TASK OBJECTIVE — What you return must match the records below exactly, apart from the omitted pictures.

--- INFORMATION PROVIDED Enclosed Below ---

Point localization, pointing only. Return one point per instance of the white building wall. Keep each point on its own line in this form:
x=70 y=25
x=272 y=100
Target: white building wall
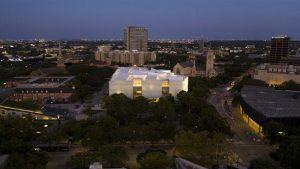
x=178 y=86
x=152 y=88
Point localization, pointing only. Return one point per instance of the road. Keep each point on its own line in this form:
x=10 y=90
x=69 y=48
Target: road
x=247 y=144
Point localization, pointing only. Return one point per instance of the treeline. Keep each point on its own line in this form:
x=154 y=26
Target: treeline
x=16 y=136
x=287 y=139
x=88 y=79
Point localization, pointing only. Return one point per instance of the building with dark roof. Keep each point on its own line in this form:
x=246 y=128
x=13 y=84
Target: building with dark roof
x=187 y=68
x=262 y=104
x=44 y=89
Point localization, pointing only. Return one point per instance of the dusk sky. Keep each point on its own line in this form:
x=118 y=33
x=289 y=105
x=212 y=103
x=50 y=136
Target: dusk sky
x=175 y=19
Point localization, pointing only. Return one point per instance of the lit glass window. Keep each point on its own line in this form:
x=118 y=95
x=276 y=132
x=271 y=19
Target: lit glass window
x=165 y=83
x=137 y=82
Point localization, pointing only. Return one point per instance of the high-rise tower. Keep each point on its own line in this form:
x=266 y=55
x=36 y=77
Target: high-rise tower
x=60 y=59
x=136 y=38
x=279 y=50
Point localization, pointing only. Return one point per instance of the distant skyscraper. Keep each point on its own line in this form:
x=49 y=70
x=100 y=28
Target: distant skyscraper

--- End of Enclosed INFORMATION PROVIDED ---

RESPONSE —
Point localization, pointing only. Return one point per instance of the white building wall. Keep each point on its own line in this form:
x=70 y=25
x=272 y=100
Target: white building wall
x=178 y=86
x=152 y=88
Point localization, pointing only. Return one point per instance of the road. Keep each point on its own line in this form:
x=10 y=90
x=69 y=48
Target: road
x=247 y=144
Point localization, pointing only. Return one point per instance of the treeline. Keep each point on its own line in this form:
x=154 y=26
Target: treeline
x=16 y=136
x=287 y=139
x=88 y=79
Point localization, pointing only. Return one point per instance of the building with dark roof. Keep each point on its own line in this form:
x=246 y=128
x=13 y=84
Target: building with dark roof
x=187 y=68
x=262 y=104
x=44 y=89
Point localization, pointing only. Return one point per instance of the dusk sky. Keep each point on its own line in this form:
x=118 y=33
x=289 y=105
x=212 y=103
x=50 y=136
Target: dusk sky
x=175 y=19
Point localization, pointing only. Return one point per instance of the lit glass window. Keep each point on its own line in this form:
x=118 y=95
x=276 y=132
x=271 y=19
Target: lit glass window
x=165 y=83
x=137 y=82
Point localization, pointing only. Return one point per instance of the high-rise tower. Keep each point on its own line in this form:
x=266 y=55
x=36 y=77
Target: high-rise tower
x=60 y=59
x=136 y=38
x=279 y=50
Point localization, pointing only. Return one point per instance of the distant skyscraper. Keep each point on its own line in this form:
x=49 y=70
x=100 y=28
Target: distant skyscraper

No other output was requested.